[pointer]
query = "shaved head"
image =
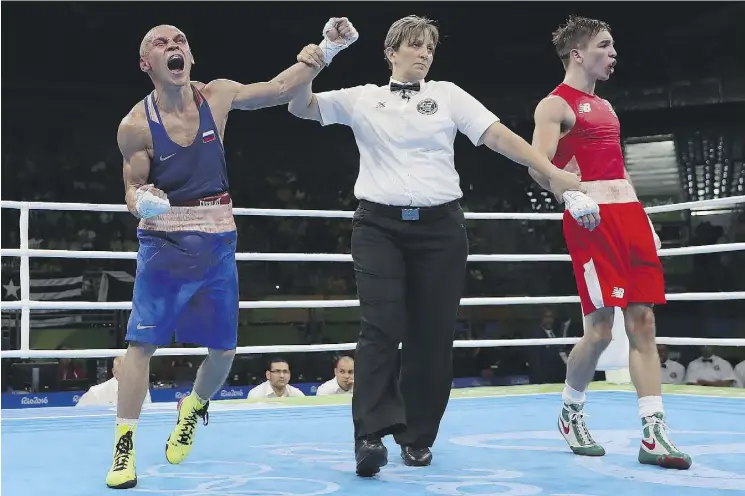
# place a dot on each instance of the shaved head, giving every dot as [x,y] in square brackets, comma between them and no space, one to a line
[165,55]
[147,41]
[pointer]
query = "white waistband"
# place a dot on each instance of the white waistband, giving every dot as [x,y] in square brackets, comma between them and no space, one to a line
[211,219]
[610,191]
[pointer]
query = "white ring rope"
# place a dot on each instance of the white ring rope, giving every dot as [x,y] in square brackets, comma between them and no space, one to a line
[26,305]
[303,348]
[264,304]
[346,214]
[342,257]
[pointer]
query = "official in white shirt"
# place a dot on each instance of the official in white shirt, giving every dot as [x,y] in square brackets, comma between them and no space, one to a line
[277,382]
[671,371]
[710,370]
[343,381]
[105,394]
[409,241]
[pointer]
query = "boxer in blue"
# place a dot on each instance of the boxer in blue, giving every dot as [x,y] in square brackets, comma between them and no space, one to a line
[176,182]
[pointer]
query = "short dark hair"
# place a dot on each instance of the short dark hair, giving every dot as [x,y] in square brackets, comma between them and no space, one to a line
[574,34]
[276,359]
[409,28]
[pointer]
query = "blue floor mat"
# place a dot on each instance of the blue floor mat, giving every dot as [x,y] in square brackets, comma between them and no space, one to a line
[502,446]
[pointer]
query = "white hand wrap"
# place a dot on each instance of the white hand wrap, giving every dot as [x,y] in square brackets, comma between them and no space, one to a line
[331,48]
[657,242]
[579,204]
[148,205]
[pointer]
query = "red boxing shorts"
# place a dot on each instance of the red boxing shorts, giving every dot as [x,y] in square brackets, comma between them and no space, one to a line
[615,264]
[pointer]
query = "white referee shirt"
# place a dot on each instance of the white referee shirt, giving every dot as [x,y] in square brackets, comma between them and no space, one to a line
[332,387]
[264,390]
[672,372]
[406,146]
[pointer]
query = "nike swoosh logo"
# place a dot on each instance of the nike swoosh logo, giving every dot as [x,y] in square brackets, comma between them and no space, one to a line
[649,446]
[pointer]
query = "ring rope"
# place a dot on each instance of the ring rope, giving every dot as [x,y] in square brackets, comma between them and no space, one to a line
[264,304]
[26,304]
[342,257]
[346,214]
[302,348]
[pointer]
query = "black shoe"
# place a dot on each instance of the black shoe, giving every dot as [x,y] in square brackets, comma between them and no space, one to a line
[370,455]
[416,457]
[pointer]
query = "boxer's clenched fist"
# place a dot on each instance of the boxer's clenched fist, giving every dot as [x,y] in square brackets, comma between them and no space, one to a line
[311,55]
[340,30]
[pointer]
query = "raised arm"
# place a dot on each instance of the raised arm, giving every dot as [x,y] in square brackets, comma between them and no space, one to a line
[504,141]
[143,200]
[338,33]
[297,78]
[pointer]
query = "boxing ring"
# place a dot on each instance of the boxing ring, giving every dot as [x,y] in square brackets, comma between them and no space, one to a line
[493,441]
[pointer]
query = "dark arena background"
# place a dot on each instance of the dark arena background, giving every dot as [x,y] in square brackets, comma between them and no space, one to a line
[70,74]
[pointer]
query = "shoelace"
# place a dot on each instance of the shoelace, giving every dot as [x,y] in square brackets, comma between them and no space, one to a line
[190,423]
[653,421]
[123,451]
[578,419]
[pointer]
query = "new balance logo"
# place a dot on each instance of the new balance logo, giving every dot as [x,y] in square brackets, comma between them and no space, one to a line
[610,107]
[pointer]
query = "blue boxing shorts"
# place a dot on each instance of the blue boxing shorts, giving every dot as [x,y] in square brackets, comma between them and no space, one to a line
[187,284]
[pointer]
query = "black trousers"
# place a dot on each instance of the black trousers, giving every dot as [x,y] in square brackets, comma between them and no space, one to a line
[410,276]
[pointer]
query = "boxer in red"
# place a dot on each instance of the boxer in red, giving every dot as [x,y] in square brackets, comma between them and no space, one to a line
[615,261]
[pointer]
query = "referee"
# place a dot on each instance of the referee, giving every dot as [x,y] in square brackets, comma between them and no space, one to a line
[409,241]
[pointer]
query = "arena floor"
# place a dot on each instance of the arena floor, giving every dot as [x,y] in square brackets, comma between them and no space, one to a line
[493,441]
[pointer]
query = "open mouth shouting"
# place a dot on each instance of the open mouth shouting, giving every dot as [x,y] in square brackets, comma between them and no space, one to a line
[175,63]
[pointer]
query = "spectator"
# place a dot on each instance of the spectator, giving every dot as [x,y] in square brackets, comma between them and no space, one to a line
[277,382]
[710,370]
[343,381]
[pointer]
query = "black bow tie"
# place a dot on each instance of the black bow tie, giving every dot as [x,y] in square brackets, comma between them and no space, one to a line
[404,87]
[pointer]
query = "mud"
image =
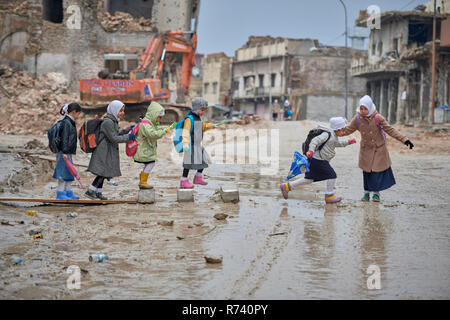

******

The task => Locate each line of the listing that contains the string "swoosh" and copy those lines in full. Treat uppercase and lowercase letters as different.

Task output =>
query = "nike swoosh logo"
# place a dot on each instance of the nike swoosh logo, giving every dot as [x,y] in square brackets, comma between them and no space, one to a line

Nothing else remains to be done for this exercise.